**Listed records**
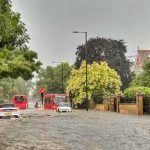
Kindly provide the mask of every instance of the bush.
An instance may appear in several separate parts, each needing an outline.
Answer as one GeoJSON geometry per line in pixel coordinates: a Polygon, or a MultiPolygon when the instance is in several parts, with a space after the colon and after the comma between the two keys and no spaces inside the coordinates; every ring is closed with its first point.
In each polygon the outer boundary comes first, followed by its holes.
==
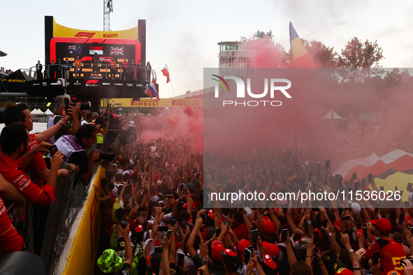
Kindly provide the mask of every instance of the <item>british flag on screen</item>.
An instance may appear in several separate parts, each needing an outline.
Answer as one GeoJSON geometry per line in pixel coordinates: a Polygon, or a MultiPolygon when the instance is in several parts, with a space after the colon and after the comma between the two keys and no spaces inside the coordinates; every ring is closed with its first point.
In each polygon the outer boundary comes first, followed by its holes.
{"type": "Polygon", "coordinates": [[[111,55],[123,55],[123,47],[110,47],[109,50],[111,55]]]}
* * *
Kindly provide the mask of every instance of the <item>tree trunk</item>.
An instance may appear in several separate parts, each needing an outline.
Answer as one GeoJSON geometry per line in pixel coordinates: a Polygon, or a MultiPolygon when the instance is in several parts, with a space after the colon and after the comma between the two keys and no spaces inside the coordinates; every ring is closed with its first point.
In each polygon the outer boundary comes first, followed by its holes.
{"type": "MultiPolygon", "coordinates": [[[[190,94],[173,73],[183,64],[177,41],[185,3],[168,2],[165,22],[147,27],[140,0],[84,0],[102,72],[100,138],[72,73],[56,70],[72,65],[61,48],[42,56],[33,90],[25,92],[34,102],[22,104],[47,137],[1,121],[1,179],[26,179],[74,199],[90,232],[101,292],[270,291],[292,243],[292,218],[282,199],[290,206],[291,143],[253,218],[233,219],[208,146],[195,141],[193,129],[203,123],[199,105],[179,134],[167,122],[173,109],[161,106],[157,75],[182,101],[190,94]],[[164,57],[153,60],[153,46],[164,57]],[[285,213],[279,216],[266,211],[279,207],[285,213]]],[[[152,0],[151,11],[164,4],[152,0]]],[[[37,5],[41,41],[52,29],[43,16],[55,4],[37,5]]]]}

**Your objective**
Count the lines in the records above that contain the string "provide", treating uppercase and lowercase as distinct, and reply with only that number.

**Result of this task**
3